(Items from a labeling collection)
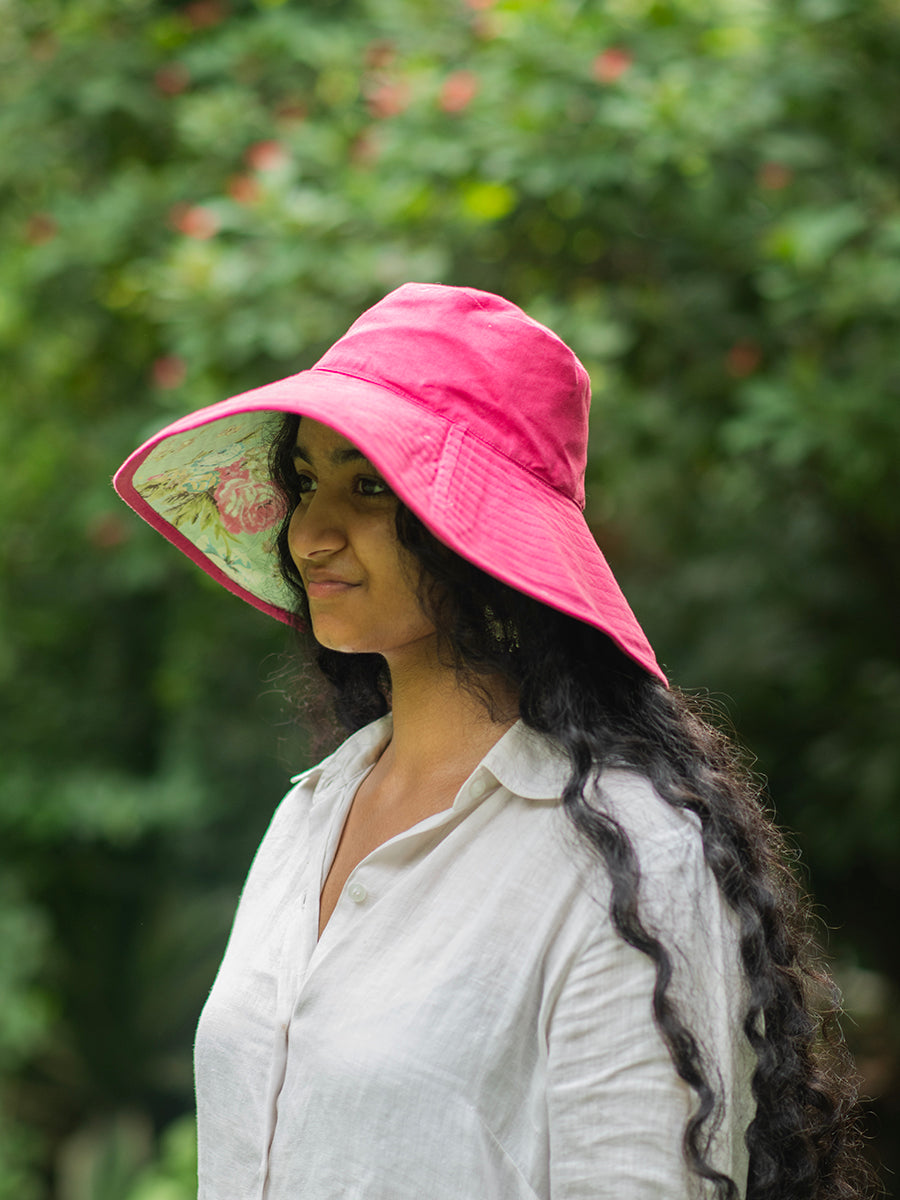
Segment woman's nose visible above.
[288,494,347,562]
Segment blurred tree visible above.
[0,0,900,1200]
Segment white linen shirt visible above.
[196,716,754,1200]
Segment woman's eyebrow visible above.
[294,443,371,467]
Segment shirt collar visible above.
[298,713,571,804]
[478,720,571,800]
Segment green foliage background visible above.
[0,0,900,1200]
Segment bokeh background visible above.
[0,0,900,1200]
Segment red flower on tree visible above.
[594,46,635,84]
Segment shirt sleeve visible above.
[547,787,752,1200]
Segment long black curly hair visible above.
[270,415,875,1200]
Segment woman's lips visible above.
[306,578,359,600]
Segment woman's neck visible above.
[379,640,518,791]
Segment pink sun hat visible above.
[114,283,666,683]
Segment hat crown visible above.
[313,283,590,508]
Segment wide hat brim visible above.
[114,367,666,683]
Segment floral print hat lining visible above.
[114,283,666,683]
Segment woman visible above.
[116,284,864,1200]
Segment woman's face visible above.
[288,418,434,664]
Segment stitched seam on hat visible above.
[434,421,467,508]
[310,367,582,501]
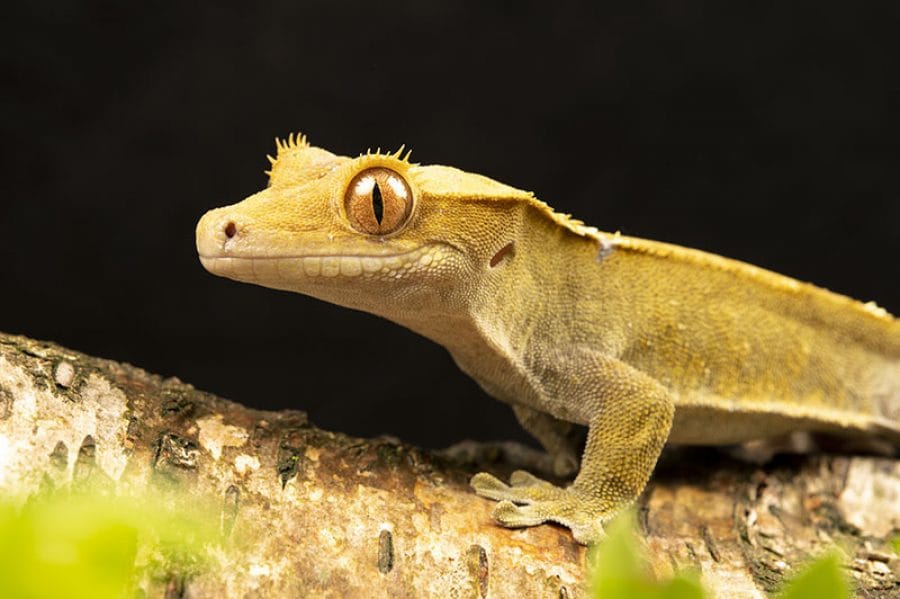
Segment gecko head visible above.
[197,136,531,319]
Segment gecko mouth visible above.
[200,244,446,284]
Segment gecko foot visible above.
[471,470,608,544]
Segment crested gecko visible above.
[197,135,900,543]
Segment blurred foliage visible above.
[588,512,707,599]
[0,493,218,599]
[588,512,856,599]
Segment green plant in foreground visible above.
[0,494,218,599]
[588,513,851,599]
[588,513,707,599]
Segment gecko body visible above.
[197,137,900,542]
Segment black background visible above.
[0,0,900,446]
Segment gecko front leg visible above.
[471,352,674,543]
[513,405,584,477]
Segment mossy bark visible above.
[0,334,900,598]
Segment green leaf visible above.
[588,512,705,599]
[0,493,217,599]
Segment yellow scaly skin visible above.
[197,136,900,543]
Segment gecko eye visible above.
[344,167,412,235]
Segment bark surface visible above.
[0,334,900,599]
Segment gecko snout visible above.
[197,210,242,256]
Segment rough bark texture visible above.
[0,334,900,598]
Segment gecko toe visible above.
[469,472,509,501]
[493,501,547,528]
[509,470,555,488]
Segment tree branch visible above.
[0,334,900,598]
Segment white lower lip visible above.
[200,246,434,282]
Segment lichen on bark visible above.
[0,334,900,597]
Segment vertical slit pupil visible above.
[372,181,384,225]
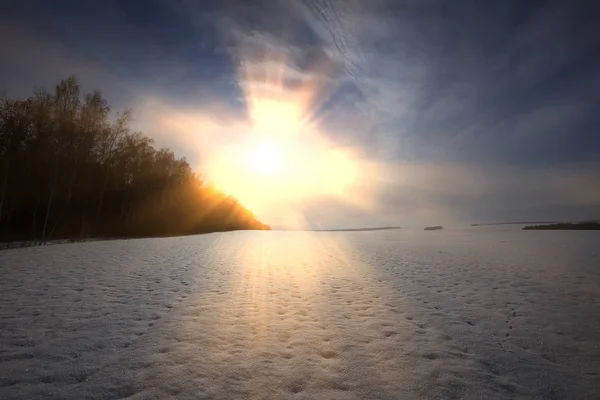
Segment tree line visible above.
[0,77,269,243]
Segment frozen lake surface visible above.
[0,227,600,399]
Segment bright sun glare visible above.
[252,142,282,175]
[195,43,364,227]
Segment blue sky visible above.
[0,0,600,227]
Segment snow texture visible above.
[0,228,600,399]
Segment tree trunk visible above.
[0,160,10,221]
[40,159,58,244]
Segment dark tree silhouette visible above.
[0,77,269,243]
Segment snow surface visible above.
[0,228,600,399]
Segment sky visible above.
[0,0,600,229]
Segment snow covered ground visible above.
[0,228,600,399]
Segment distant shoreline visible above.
[523,222,600,231]
[312,226,402,232]
[471,219,600,226]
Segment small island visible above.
[523,222,600,231]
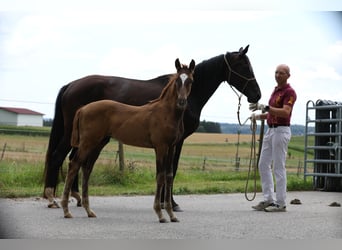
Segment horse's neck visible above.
[188,55,227,113]
[158,78,184,115]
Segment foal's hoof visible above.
[172,205,184,212]
[48,200,59,208]
[159,218,167,223]
[64,213,72,219]
[171,217,179,222]
[88,213,96,218]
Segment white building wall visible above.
[0,110,17,126]
[0,110,43,127]
[17,114,43,127]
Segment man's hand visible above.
[249,103,269,113]
[250,113,261,122]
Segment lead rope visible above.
[245,119,258,201]
[245,113,265,201]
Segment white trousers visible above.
[259,127,291,206]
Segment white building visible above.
[0,107,44,127]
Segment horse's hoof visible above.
[159,218,167,223]
[64,213,72,219]
[171,217,179,222]
[48,201,60,208]
[172,205,184,212]
[88,212,96,218]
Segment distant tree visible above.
[43,118,53,127]
[196,120,221,134]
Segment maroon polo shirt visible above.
[267,84,297,126]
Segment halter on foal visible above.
[61,59,195,222]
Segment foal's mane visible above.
[150,73,179,103]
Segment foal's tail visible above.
[71,109,81,148]
[44,84,69,197]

--- Requirement ---
Rename "bark" to "trunk" throughout the part of the material that opens with the line containing "Segment black background visible above." and closes with the line containing "[0,334,900,597]". Return only those lines, with nothing else changed.

--- Exercise solution ---
Segment black background visible above.
[0,0,900,446]
Segment gecko front leg visible above.
[471,352,674,543]
[513,405,584,477]
Segment mossy trunk visible above.
[0,334,900,598]
Segment green leaf visible above.
[588,512,705,599]
[0,493,217,599]
Segment yellow scaly skin visible above.
[197,136,900,543]
Segment gecko eye visible above.
[344,167,412,235]
Segment trunk surface visible above.
[0,334,900,599]
Segment gecko snout visible above.
[197,210,242,256]
Segment rough trunk texture visible above.
[0,334,900,598]
Segment gecko toe visible above.
[469,472,509,501]
[493,501,547,528]
[509,470,555,488]
Segment tree branch visible above.
[0,334,900,598]
Segment white lower lip visible above.
[200,246,434,282]
Segment lichen on trunk visible above.
[0,334,900,597]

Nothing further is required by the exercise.